*** Opening EXTRACTED MATERIAL ***
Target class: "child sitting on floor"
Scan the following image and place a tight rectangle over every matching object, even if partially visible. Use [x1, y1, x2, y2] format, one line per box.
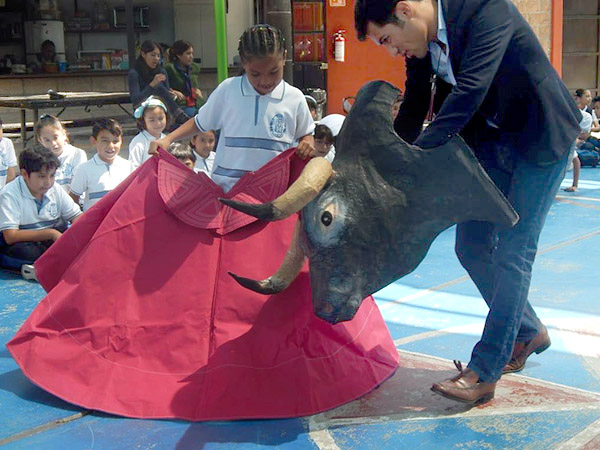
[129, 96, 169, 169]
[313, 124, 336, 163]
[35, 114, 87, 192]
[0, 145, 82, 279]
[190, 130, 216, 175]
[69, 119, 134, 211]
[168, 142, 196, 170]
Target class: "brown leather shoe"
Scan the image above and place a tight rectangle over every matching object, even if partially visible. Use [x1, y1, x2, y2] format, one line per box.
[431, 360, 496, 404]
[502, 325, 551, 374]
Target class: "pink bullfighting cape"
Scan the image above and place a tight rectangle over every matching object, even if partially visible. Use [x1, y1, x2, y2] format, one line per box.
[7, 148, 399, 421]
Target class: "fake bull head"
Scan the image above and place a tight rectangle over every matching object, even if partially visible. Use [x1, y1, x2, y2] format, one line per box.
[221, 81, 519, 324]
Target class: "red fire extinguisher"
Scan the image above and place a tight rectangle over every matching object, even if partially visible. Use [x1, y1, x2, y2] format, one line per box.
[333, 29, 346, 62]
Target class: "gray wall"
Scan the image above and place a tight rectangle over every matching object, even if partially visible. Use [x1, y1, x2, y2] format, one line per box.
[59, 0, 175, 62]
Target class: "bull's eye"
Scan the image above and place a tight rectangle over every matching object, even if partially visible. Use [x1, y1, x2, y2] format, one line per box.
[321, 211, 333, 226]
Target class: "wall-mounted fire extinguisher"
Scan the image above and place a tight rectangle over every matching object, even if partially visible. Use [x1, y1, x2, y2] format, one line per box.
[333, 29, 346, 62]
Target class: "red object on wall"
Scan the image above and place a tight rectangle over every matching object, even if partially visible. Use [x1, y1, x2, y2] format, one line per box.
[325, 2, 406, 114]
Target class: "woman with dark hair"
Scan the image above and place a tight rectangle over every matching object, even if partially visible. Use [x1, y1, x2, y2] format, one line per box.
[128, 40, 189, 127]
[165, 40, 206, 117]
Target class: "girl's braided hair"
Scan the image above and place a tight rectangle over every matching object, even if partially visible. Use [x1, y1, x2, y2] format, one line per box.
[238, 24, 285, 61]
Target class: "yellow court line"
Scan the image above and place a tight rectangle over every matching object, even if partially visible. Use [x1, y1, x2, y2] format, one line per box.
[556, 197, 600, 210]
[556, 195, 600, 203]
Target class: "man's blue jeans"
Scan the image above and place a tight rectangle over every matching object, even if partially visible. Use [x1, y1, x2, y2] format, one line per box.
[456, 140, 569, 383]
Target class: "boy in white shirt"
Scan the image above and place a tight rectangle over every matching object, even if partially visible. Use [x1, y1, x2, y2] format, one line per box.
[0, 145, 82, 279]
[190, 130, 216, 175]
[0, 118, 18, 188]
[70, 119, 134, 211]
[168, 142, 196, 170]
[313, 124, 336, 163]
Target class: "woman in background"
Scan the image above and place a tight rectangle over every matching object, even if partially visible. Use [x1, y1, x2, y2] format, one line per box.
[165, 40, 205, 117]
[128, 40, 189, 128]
*** Closing EXTRACTED MATERIAL ***
*** Opening EXTRACTED MATERIAL ***
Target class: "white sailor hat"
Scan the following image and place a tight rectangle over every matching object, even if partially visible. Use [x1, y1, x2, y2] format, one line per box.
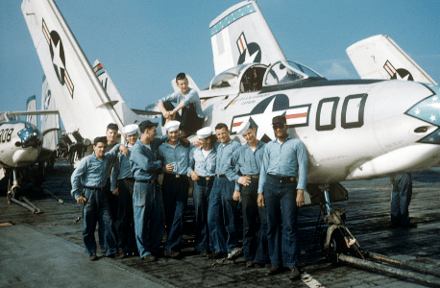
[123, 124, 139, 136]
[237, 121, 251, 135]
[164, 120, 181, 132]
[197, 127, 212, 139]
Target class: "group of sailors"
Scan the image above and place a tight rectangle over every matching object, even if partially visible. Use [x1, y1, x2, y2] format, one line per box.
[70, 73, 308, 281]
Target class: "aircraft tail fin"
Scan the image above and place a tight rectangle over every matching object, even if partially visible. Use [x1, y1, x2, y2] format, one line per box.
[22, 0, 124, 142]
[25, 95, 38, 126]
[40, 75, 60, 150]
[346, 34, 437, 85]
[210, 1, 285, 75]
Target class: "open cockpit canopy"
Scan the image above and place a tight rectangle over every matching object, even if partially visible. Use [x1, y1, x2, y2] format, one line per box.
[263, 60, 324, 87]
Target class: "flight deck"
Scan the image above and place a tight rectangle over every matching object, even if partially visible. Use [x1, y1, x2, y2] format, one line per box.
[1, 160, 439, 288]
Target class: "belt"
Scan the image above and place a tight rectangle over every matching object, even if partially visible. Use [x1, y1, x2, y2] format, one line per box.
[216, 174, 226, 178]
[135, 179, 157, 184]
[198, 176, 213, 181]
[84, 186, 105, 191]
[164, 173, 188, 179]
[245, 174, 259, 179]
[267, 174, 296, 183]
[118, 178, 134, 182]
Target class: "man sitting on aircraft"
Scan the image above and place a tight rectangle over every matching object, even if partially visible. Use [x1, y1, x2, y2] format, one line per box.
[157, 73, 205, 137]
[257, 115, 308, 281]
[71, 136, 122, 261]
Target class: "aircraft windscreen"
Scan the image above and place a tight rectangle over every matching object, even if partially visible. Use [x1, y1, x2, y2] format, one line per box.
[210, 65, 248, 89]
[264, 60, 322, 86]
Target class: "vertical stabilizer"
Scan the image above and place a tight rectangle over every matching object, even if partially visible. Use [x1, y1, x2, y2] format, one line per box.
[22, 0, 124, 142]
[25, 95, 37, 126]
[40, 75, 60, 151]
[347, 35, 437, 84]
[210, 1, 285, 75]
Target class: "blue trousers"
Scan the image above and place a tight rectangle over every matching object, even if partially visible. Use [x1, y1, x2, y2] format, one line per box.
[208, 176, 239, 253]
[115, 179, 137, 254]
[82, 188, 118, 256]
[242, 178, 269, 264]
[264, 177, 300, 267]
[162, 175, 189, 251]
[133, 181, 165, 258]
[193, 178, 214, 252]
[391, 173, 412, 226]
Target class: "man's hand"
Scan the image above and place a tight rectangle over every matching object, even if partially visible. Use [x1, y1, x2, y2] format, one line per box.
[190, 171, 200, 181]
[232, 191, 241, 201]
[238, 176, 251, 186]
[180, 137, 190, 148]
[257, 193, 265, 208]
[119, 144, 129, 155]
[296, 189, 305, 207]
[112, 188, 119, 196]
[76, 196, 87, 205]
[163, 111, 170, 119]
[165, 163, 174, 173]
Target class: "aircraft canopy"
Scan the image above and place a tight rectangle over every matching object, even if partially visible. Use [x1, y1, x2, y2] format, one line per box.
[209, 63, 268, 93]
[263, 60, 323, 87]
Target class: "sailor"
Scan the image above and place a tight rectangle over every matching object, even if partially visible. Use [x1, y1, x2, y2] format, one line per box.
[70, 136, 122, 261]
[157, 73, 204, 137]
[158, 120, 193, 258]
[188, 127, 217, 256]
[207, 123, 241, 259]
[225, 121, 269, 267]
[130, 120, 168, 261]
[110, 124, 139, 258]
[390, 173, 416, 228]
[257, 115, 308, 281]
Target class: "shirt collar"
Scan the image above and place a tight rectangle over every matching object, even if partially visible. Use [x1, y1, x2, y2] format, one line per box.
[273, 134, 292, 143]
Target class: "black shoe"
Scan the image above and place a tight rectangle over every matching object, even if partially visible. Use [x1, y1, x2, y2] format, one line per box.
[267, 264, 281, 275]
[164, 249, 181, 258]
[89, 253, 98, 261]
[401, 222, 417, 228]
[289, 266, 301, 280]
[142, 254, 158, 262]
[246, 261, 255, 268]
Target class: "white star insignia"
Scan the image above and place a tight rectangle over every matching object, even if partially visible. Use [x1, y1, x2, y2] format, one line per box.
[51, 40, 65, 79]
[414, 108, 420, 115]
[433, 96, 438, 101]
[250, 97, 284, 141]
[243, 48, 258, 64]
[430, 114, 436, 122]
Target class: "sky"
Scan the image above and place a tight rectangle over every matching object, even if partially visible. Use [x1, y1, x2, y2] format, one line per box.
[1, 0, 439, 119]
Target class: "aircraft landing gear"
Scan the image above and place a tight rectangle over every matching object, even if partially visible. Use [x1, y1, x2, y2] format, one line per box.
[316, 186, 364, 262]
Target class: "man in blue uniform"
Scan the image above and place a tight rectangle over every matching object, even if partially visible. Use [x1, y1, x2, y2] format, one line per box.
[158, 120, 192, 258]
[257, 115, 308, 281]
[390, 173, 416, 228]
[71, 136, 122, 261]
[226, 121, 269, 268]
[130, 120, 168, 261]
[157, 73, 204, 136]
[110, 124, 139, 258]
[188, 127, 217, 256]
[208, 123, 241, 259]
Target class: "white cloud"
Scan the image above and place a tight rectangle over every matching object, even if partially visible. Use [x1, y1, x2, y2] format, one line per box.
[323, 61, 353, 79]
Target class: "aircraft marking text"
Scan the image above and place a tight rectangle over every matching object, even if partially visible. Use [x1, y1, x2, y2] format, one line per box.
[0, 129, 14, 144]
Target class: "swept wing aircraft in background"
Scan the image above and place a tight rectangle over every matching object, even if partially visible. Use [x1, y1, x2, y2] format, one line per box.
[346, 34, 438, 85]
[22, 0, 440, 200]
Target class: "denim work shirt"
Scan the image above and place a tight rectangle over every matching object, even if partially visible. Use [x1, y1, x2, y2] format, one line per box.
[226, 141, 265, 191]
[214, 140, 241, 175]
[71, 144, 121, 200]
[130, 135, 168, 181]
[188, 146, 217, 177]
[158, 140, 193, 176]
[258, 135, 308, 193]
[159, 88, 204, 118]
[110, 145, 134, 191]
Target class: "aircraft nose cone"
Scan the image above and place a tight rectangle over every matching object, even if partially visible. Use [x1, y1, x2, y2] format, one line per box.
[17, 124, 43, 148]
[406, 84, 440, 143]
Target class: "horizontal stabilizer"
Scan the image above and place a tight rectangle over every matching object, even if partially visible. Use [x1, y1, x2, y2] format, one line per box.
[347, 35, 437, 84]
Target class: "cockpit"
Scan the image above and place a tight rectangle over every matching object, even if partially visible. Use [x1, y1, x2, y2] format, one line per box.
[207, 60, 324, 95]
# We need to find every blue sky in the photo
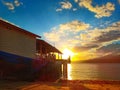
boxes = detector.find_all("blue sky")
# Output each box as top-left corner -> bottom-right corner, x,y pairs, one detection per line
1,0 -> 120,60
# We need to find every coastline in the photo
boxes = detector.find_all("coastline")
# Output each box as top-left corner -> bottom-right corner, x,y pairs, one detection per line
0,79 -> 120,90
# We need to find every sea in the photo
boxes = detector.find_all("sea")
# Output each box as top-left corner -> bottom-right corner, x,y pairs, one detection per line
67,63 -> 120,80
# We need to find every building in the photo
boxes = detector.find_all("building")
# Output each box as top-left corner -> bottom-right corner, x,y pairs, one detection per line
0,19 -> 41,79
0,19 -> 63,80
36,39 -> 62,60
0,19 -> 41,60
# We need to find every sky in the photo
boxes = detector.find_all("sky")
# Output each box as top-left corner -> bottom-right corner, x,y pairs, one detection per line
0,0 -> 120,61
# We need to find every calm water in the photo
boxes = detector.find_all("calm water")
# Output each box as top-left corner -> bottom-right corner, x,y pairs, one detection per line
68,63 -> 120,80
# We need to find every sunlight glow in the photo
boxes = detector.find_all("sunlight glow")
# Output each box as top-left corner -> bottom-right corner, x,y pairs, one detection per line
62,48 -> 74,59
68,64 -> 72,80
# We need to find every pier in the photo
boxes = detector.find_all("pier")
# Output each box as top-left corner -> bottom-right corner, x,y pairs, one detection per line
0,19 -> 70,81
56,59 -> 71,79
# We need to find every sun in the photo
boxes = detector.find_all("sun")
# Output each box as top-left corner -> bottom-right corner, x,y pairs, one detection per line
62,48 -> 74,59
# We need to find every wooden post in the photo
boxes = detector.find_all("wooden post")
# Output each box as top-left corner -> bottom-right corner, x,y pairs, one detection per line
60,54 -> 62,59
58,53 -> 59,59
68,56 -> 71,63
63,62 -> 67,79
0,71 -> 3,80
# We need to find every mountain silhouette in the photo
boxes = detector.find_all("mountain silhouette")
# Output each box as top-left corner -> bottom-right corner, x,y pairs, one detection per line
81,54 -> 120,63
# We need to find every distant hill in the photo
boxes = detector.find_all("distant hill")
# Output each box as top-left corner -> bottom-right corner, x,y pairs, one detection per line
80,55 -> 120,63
*** Closing EXTRACTED MATERIAL ***
*** Opening EXTRACTED MATERIAL ***
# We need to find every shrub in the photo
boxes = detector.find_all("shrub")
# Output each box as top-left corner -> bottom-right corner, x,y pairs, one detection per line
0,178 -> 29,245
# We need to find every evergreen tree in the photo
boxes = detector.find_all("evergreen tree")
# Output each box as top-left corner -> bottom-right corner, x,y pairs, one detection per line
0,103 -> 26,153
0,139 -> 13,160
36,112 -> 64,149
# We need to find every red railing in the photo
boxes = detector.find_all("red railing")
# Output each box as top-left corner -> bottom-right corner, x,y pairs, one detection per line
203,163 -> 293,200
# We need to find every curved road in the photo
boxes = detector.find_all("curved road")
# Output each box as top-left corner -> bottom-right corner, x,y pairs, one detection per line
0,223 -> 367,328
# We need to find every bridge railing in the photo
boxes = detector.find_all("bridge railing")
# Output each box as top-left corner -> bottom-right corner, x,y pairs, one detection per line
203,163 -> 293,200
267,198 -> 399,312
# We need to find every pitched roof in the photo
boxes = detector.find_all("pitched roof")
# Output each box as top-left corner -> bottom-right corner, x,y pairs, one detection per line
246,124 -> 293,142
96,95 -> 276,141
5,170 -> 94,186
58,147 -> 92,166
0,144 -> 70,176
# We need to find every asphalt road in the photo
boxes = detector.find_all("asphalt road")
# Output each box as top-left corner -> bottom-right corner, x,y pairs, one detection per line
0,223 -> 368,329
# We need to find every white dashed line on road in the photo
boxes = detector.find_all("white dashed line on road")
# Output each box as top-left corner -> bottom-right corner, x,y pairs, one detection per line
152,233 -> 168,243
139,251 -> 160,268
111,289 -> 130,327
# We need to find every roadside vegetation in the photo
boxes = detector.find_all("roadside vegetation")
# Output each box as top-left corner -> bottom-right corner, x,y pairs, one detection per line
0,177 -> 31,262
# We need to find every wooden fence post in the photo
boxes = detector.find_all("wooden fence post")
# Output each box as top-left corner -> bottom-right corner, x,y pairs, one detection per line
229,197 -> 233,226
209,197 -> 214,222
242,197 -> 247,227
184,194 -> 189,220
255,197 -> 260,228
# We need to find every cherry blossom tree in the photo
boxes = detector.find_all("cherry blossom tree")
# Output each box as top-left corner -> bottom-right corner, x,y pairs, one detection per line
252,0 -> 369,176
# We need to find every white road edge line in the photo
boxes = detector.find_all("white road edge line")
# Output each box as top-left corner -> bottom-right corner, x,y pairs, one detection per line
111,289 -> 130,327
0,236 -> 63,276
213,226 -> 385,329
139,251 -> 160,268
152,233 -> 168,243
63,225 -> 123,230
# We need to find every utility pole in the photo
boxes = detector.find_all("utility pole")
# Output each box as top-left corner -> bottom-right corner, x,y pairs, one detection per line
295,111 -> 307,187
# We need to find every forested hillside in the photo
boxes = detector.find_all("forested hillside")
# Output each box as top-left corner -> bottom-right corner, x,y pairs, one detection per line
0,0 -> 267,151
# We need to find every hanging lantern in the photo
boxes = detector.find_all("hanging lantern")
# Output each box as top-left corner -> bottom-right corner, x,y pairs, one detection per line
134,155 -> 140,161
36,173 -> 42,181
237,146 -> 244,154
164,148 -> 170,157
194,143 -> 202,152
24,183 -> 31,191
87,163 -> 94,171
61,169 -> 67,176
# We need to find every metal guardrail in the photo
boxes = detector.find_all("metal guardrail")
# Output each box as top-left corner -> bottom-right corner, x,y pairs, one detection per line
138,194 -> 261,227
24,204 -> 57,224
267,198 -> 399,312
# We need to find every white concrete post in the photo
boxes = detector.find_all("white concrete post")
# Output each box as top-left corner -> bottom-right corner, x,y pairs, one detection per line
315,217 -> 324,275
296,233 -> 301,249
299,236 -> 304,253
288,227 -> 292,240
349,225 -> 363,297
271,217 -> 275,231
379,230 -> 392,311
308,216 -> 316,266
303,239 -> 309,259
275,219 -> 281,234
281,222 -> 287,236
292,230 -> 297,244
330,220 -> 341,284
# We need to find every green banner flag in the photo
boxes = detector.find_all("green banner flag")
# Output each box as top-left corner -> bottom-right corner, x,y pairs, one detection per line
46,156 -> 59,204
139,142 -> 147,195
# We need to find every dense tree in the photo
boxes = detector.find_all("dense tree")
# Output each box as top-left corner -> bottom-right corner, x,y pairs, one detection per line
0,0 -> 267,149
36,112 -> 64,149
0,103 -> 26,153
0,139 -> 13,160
*** Closing EXTRACTED MATERIAL ***
TASK TO COMPLETE | Taking the entries above, write out exactly each line from the one holding "# We need to find every sun in the photo" to the one holding "# We need to find every wooden post", both included, and stop there.

ANSWER TO THIS TASK |
# We need to find every sun in the photo
boxes = detector.find_all("sun")
# Output each box as top-left corner -> bottom-right corner, x,y pairs, one detection per line
62,48 -> 74,59
# We need to find every wooden post in the photo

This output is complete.